(TEXT BLOCK)
---------------
We love booze. We love ice cream. Put them together and you have an infatuation. Don’t be thrown too far a field by the detail in this recipe. It’s worth it, and you’ll be legendary for it.


In Brief: For this recipe, via seriouseats.com, use a good tequila reposado. As in all recipes involving alcohol as flavoring, the better the tequila, the better the ice cream. We liked its slightly smoky and herbaceous flavors which paired well with chocolate’s natural bitterness. To enhance its smokiness, we steeped the ice cream base with black cardamom along with some other spices that are surprisingly subtle in the end product.


Raw sugar and caramelized honey add another layer of complexity and nuance to the chocolate. If tequila isn’t your cup of tea, so to speak, an equal quantity of dark rum, scotch or bourbon would work very nicely as well. Do be warned that there’s a fair amount of alcohol in this ice cream, so it’ll melt quickly once out of the freezer. If it does, grabbing a straw and drinking it like a milkshake wouldn’t be the worst thing you could do.


Makes about 1 quart, or 10 servings.
---------------
(DATASET EXTRACT)
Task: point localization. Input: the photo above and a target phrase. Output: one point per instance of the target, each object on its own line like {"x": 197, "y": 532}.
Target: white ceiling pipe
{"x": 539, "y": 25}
---------------
(REQUIRED ACTION A) Reproduce the passage of the tequila chocolate ice cream recipe from "Raw sugar and" up to and including "or 10 servings.".
(REQUIRED ACTION B)
Answer these questions using the tequila chocolate ice cream recipe:
(i) Which spice was steeped in the ice cream base to enhance the smokiness of the tequila?
(ii) Which spirits does the recipe name as substitutes for tequila?
(iii) How much ice cream does the recipe make?
(REQUIRED ACTION C) Extend the tequila chocolate ice cream recipe, starting after its final line.

(RESPONSE BOX A)
Raw sugar and caramelized honey add another layer of complexity and nuance to the chocolate. If tequila isn’t your cup of tea, so to speak, an equal quantity of dark rum, scotch or bourbon would work very nicely as well. Do be warned that there’s a fair amount of alcohol in this ice cream, so it’ll melt quickly once out of the freezer. If it does, grabbing a straw and drinking it like a milkshake wouldn’t be the worst thing you could do.


Makes about 1 quart, or 10 servings.

(RESPONSE BOX B)
(i) Black cardamom.
(ii) Dark rum, scotch or bourbon, in an equal quantity.
(iii) About 1 quart, or 10 servings.

(RESPONSE BOX C)
Time: 1 hour plus 12 hours freezer time (or 4 hours, if you really can’t wait)


  • 3 cups half-and-half (or 1 1/2 cups each of whole milk and heavy cream)
  • 1 cinnamon stick (about 3 inches)
  • 5 black cardamom pods, crushed
  • 2 small pieces of star anise
  • 1 tablespoon whole coffee beans or 1 teaspoon coffee grinds
  • 5 ounces (about 3/4 cup) bittersweet chocolate, coarsely chopped
  • 6 egg yolks
  • 1 cup turbinado (raw) sugar
  • 1/4 cup honey
  • 8 tablespoons (about 3 shots) good tequila


1. In a large, heavy bottomed pot heat the half-and-half over a low/medium flame with the spices (cinnamon, black cardamom, star anise and coffee) until infused with flavor, about 30 to 40 minutes.


2. In another pot, mix the turbinado sugar, 2 tablespoons of tequila and a little water (about 1/4 cup) and cook over medium heat to caramelize the sugar, about 7 to 8 minutes.


3. While the caramel sauce is still warm, pour it (carefully) into the pot with the half-and-half and spices. It may bubble and foam, so pour slowly and steadily, and stir as you pour.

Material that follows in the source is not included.